### PASSAGE SHOWN
"Man of War" is a song by the English rock band Radiohead, released as a download on 22 June 2017. Radiohead wrote it during the sessions for their second album, The Bends (1995), and performed it on the Bends tour. In this period, the singer, Thom Yorke, described it as a homage to James Bond themes. Radiohead worked on "Man of War" during the sessions for their third album, OK Computer (1997), and worked on a version for the 1998 film The Avengers, but abandoned the recordings.

Years later, Radiohead submitted "Man of War" for the 2015 James Bond film Spectre, but it was rejected as it had not been written for the film. It remained unreleased until 2017, when it was included on the OK Computer reissue OKNOTOK 1997 2017.

History

"Man of War", which had the working title "Big Boots", was written during the sessions for Radiohead's second album The Bends (1995). Radiohead performed it several times on tour in 1995. The singer, Thom Yorke, said it was a "melodramatic" homage to James Bond themes; on the same tour, Radiohead covered "Nobody Does It Better", the theme from the 1977 Bond film The Spy Who Loved Me. Radiohead considered recording "Man of War" as a B-side for the Bends single "Street Spirit (Fade Out)", and recorded a version in the first sessions for their third album, OK Computer (1997), with their producer, Nigel Godrich. However, the song went unreleased.

### RECORDS SUPPLIED

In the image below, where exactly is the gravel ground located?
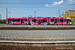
[0,45,75,50]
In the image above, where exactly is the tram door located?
[55,19,57,24]
[21,19,24,24]
[38,19,41,25]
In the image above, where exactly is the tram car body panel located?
[6,17,72,25]
[6,18,29,25]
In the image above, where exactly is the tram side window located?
[51,19,54,22]
[12,19,20,21]
[43,19,47,22]
[32,19,36,22]
[25,19,27,21]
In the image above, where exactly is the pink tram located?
[6,17,72,25]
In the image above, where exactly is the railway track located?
[0,27,75,30]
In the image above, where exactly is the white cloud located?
[52,0,64,6]
[67,0,75,4]
[45,4,51,7]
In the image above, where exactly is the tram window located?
[43,19,47,22]
[25,19,27,21]
[51,19,54,22]
[32,19,36,22]
[12,19,20,21]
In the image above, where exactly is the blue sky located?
[0,0,75,19]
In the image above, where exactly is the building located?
[63,10,75,19]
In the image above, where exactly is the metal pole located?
[59,9,60,24]
[6,8,8,19]
[34,11,36,17]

### GOAL
Pick up the passage about the Radiohead song "Man of War" after its last sentence and carry it on. The records have nothing to do with the passage about the Radiohead song "Man of War."

### FINAL ANSWER
In March 1998, Radiohead and Godrich recorded a version containing electronic elements in Abbey Road Studios for the 1998 spy film The Avengers, but this was abandoned. Footage of the session appears in the 1998 documentary Meeting People Is Easy. Yorke said: "We were so messed up and we went in, tried to do the track, but we just couldn't do it. It was actually a really difficult period of time. We had a five-week break and all the shit was coming to the surface ... It was a real low point after it."

Years later, Radiohead were commissioned to write the theme song for the 2015 James Bond film Spectre, and submitted "Man of War". In September 2015, the conductor Robert Ziegler, who had worked with Radiohead on their 2011 album The King of Limbs, tweeted photos of the band recording with the Royal Philharmonic Orchestra. The Spectre production team liked the song, but rejected it when they discovered it had not been written for the film and so would be ineligible for the Academy Award for Best Original Song. The director, Sam Mendes, said that "you want to feel like it's written just for the movie". 

Radiohead suspended work on their ninth album, A Moon Shaped Pool (2016), to record another song for the film, "Spectre", but this was rejected as too melancholy. In June 2017, Radiohead released "Man of War" on the OK Computer reissue OKNOTOK 1997 2017 alongside two other previously unreleased tracks: "I Promise" and "Lift".

Composition 
Rolling Stone described "Man of War" as a "crisp mid-tempo ballad" with strings, piano, and "shards of distressed electric guitar". It opens with a guitar figure before a distorted chorus. The lyrics are "anxious" and "nerve-racking", with the refrain "the worms will come for you".

Music video 
The "Man of War" music video, directed by Colin Read, was released in June 2017 on YouTube. The video alternates from day to night, with the mood shifting from "cheerful to paranoid". It follows a man walking from a park who appears carefree by day but "seems to be hiding something" at night.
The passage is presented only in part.